=== Excerpt provided ===

An Evening with Herbie Hancock & Chick Corea: In Concert is a live album recorded over the course of several live performances in February 1978 and released that same year as a double LP. The album features just Herbie Hancock and Chick Corea playing acoustic piano.  The use of the acoustic instruments comes as a marked departure from both men's favoring of electric keyboards at that time. Herbie Hancock received top billing on this album, while Chick Corea was credited first on the album CoreaHancock, another recording from the same tour released by Polydor.

On vinyl, "February Moment" and its introduction are indexed as one track. Moreover, the liner notes state that the sound on the fourth side of the album had to be compressed in order to fit the 13 and a half minute version of "Maiden Voyage" and the nearly 22 minute version of "La Fiesta" on a single side; this preserved the integrity of the performance, but lowered the sound quality. The CD release avoids this issue.

=== Material shown ===

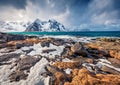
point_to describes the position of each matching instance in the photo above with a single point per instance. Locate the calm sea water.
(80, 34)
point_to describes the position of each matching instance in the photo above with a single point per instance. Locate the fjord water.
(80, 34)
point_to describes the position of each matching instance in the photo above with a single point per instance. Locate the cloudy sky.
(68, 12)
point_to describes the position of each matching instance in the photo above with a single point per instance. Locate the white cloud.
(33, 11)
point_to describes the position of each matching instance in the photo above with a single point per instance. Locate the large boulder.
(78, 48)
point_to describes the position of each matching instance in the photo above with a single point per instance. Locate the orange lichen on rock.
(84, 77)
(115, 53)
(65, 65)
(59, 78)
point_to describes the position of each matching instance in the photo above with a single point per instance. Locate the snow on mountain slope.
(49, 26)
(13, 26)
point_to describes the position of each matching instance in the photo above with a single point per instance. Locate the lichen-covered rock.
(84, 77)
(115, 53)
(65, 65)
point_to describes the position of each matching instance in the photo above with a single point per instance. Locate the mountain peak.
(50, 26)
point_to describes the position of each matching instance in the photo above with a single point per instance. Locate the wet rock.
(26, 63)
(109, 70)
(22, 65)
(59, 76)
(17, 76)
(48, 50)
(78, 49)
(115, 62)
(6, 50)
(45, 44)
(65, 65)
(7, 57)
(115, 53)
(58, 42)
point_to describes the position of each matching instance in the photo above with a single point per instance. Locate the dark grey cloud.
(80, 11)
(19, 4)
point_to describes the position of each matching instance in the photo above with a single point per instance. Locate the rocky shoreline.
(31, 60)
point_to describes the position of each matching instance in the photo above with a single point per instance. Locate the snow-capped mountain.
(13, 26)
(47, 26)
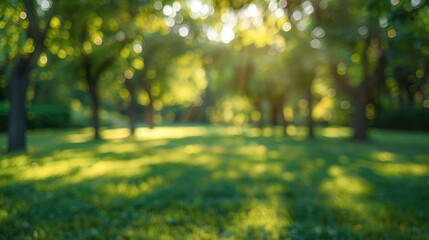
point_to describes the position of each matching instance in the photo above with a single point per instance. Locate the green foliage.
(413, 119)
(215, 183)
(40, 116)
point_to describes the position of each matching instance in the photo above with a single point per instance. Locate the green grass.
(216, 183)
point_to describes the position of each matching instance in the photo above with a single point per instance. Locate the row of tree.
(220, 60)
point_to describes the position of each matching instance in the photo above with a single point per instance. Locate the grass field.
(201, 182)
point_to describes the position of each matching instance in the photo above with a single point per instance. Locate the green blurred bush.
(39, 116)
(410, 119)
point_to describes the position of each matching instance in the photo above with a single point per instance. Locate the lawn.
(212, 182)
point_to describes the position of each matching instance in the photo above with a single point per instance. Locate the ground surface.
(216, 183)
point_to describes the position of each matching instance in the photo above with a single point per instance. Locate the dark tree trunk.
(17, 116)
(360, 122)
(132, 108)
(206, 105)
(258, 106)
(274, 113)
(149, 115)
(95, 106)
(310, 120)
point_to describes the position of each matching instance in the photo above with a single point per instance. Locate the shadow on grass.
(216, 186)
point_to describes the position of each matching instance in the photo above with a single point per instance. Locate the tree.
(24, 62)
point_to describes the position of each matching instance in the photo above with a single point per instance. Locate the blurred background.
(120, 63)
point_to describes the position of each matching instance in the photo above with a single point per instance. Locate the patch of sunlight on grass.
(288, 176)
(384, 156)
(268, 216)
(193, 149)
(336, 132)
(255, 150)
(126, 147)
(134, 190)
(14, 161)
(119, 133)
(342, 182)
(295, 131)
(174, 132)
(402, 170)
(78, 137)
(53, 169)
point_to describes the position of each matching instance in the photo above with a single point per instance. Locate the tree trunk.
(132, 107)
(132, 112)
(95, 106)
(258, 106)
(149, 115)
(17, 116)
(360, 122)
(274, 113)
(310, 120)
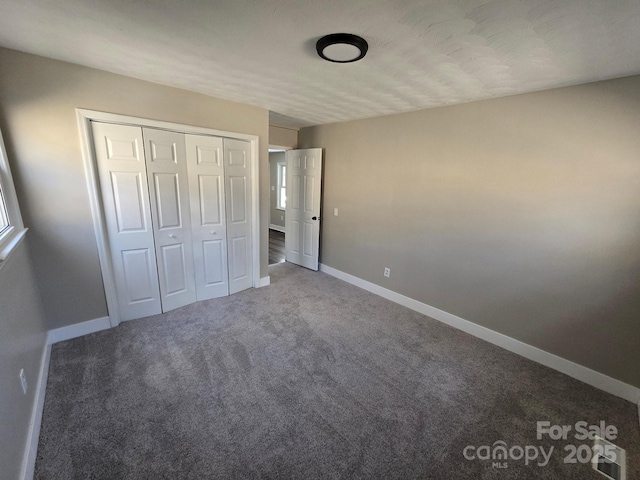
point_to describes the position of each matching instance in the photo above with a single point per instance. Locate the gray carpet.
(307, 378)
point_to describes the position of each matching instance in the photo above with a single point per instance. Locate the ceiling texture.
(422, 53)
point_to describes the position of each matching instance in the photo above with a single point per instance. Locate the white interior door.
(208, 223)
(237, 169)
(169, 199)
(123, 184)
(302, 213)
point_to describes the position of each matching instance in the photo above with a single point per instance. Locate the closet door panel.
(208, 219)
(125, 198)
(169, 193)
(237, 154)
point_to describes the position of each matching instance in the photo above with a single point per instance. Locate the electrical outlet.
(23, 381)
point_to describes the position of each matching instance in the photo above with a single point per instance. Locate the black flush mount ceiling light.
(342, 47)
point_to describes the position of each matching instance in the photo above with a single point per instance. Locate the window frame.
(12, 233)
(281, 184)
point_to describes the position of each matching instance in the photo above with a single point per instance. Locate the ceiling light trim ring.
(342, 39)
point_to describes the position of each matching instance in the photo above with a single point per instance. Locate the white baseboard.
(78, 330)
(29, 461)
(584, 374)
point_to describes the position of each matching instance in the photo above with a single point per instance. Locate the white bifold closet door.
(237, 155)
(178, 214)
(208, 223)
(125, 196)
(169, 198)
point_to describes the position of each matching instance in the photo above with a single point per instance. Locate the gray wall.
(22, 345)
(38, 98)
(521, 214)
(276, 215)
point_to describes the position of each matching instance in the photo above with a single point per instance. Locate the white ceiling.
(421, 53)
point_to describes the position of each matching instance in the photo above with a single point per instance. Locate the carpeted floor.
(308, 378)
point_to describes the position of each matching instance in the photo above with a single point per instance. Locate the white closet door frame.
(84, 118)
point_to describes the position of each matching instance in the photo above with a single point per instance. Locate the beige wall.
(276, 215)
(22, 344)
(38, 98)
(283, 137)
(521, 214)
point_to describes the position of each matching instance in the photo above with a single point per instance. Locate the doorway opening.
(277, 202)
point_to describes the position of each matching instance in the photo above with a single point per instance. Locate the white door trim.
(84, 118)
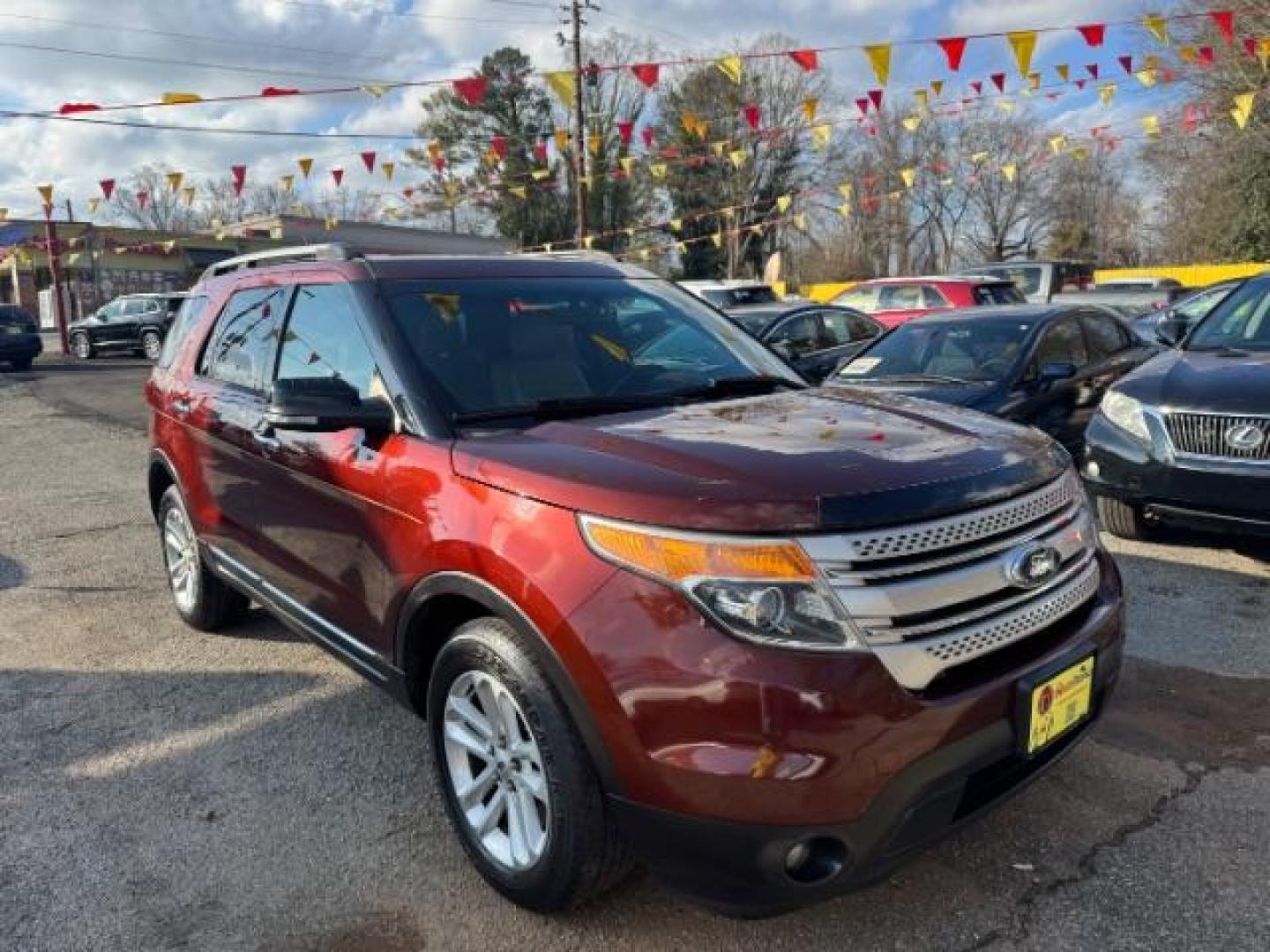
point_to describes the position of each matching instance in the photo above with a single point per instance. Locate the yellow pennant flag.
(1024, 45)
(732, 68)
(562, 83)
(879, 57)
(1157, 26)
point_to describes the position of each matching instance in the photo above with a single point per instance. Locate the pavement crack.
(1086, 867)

===
=== Material shown ===

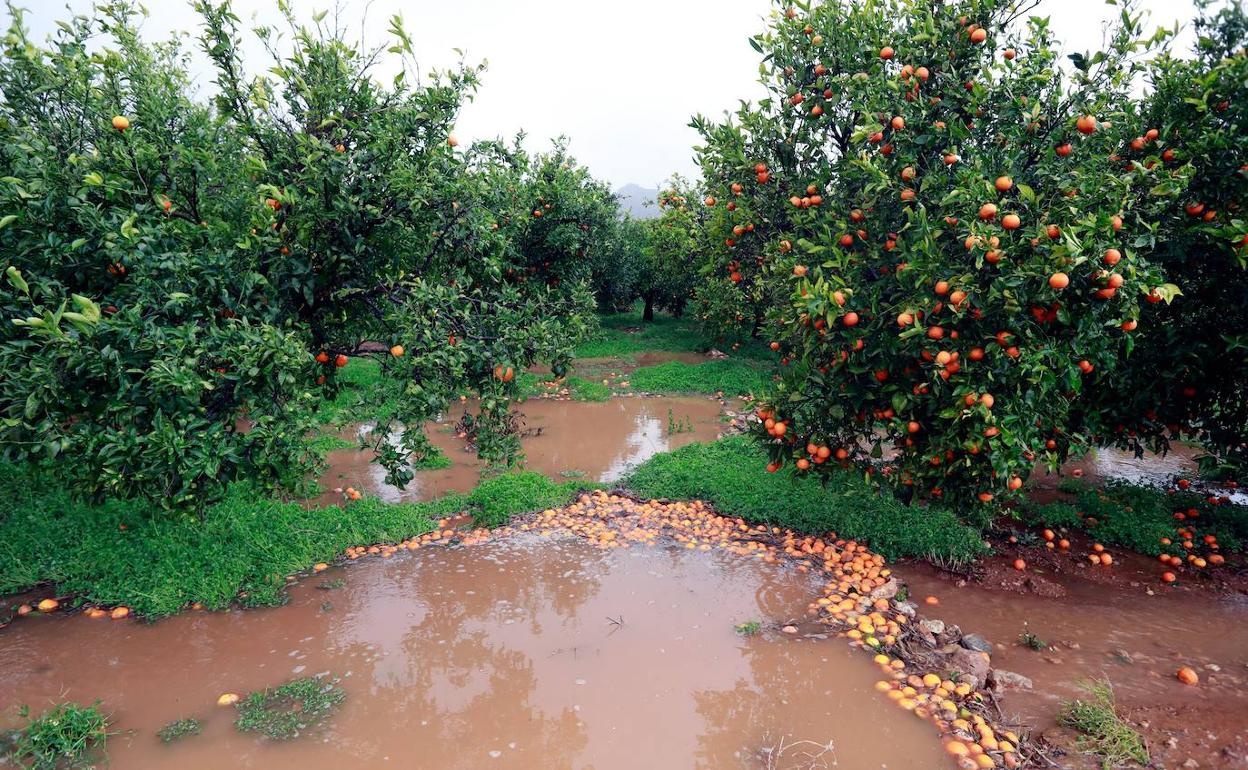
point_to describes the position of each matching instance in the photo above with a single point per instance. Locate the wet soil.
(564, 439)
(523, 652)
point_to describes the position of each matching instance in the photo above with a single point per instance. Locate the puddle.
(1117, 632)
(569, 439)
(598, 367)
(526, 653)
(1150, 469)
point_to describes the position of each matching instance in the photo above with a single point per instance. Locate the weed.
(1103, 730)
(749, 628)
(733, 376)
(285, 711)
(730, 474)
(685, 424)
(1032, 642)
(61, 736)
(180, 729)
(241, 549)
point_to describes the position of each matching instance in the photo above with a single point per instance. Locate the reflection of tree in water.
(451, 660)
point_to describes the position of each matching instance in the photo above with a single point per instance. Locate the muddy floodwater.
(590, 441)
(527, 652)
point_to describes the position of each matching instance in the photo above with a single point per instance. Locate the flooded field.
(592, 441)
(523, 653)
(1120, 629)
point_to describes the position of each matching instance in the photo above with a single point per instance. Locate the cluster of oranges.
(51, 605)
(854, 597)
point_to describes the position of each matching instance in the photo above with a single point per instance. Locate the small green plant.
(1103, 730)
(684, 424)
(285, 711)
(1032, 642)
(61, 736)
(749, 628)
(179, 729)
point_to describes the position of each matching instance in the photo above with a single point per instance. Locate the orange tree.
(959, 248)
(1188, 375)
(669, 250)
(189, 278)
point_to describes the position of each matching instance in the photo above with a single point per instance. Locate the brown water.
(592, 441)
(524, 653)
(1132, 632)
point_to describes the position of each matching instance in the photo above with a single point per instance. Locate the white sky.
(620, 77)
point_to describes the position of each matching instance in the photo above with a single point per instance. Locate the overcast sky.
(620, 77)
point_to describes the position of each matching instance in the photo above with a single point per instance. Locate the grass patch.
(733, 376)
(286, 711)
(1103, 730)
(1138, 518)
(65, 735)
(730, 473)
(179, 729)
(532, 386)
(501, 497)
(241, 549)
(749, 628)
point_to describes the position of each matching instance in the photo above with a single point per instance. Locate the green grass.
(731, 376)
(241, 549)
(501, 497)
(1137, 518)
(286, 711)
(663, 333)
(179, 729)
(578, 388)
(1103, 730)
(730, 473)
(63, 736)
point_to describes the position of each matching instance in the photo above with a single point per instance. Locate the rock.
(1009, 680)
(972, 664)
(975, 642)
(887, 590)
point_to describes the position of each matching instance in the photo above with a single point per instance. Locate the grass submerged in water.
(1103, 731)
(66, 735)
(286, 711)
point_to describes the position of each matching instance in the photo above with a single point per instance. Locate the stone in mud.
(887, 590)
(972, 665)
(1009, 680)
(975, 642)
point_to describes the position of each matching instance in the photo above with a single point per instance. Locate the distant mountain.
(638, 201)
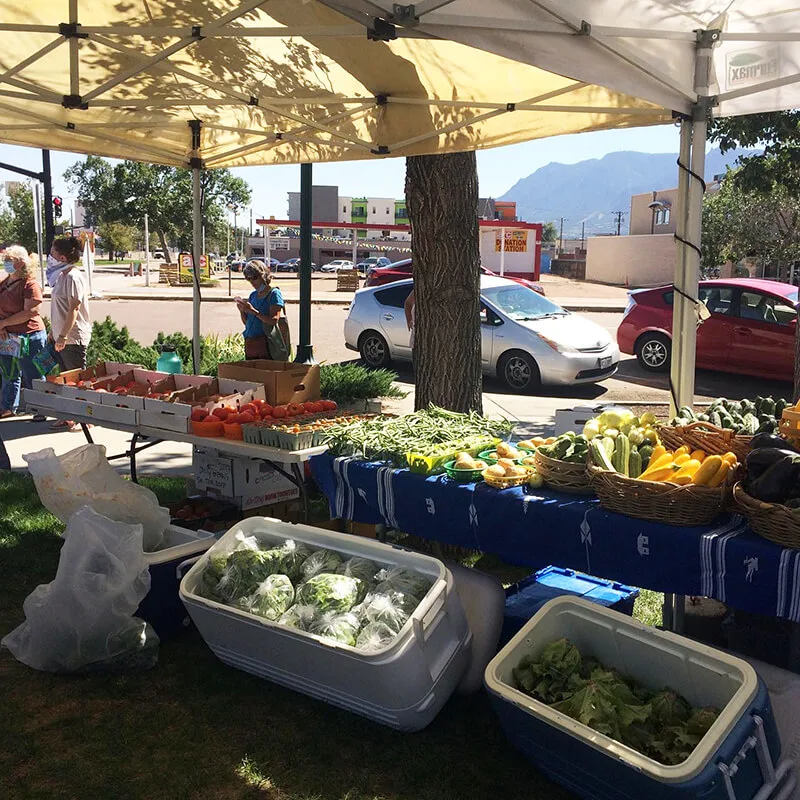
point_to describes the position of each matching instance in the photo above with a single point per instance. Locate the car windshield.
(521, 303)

===
=== Material shown ===

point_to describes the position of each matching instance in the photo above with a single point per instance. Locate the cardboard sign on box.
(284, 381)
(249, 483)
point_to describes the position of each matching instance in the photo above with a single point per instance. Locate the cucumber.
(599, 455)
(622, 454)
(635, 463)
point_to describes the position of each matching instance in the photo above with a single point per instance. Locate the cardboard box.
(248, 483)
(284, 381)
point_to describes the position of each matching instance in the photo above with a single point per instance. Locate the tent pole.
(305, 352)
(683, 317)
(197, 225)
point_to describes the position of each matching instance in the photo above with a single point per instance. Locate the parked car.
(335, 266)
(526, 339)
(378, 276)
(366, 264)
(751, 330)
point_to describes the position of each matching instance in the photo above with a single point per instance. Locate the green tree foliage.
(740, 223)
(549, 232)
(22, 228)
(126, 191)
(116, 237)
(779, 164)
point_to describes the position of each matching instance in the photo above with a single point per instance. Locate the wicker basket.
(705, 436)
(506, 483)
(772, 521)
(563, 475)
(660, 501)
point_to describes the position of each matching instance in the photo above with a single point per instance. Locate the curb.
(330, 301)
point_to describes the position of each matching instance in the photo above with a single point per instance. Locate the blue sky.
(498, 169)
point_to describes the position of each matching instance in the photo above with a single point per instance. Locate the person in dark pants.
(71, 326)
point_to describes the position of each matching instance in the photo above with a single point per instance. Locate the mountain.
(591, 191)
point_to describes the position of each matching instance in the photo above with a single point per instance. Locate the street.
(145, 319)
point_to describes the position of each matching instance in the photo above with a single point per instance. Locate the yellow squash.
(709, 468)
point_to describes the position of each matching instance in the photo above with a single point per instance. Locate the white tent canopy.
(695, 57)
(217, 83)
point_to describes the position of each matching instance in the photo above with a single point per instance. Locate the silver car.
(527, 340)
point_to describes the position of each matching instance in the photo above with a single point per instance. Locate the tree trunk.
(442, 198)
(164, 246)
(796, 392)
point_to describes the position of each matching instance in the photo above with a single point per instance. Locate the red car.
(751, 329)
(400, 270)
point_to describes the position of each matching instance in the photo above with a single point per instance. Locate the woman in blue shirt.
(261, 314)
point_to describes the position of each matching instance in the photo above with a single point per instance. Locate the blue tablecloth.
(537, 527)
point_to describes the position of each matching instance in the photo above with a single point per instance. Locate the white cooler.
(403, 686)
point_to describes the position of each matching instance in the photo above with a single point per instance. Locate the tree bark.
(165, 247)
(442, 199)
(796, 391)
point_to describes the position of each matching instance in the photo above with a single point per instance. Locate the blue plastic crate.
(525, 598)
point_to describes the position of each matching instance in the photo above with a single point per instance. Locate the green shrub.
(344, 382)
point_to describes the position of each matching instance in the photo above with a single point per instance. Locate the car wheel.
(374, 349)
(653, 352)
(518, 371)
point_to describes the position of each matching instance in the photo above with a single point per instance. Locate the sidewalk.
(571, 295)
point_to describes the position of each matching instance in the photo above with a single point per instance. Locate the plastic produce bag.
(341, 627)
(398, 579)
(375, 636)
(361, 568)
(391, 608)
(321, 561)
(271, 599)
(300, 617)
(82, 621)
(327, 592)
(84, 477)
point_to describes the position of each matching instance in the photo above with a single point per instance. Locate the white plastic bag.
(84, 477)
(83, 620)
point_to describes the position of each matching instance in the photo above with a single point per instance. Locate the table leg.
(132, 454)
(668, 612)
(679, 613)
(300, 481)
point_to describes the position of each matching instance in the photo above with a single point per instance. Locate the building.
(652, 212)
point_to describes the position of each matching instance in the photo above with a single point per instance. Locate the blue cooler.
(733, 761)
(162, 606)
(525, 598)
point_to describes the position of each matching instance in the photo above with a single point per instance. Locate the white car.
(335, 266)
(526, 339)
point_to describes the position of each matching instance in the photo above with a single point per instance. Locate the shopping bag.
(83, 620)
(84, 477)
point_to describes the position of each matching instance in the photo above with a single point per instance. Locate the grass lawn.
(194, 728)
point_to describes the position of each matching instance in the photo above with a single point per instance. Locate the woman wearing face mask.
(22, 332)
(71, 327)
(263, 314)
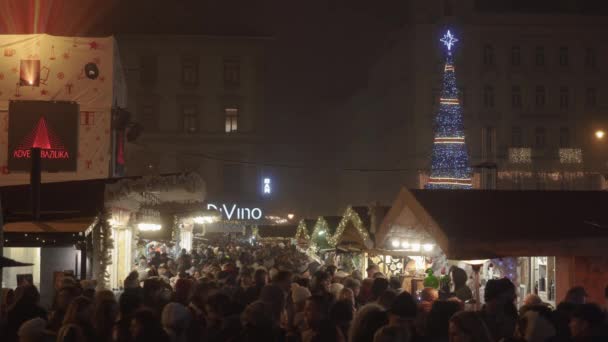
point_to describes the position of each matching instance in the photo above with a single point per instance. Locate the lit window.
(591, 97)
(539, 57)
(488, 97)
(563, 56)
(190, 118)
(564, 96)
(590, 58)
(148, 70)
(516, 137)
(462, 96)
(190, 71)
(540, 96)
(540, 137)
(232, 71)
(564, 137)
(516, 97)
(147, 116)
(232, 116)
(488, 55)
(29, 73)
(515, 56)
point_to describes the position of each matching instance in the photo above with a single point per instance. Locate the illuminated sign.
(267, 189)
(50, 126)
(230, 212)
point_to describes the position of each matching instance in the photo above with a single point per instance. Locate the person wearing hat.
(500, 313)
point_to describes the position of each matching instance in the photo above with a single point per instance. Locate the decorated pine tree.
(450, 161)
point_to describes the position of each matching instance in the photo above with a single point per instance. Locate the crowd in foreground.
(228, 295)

===

_Objectives:_
[a] Name every song title that appears in the passage on the Hancock and Corea live album.
[b] Please reproduce the passage on the Hancock and Corea live album, starting with "An Evening with" and going on through "released by Polydor.".

_Final answers:_
[a] "February Moment", "Maiden Voyage", "La Fiesta"

[b]
An Evening with Herbie Hancock & Chick Corea: In Concert is a live album recorded over the course of several live performances in February 1978 and released that same year as a double LP. The album features just Herbie Hancock and Chick Corea playing acoustic piano.  The use of the acoustic instruments comes as a marked departure from both men's favoring of electric keyboards at that time. Herbie Hancock received top billing on this album, while Chick Corea was credited first on the album CoreaHancock, another recording from the same tour released by Polydor.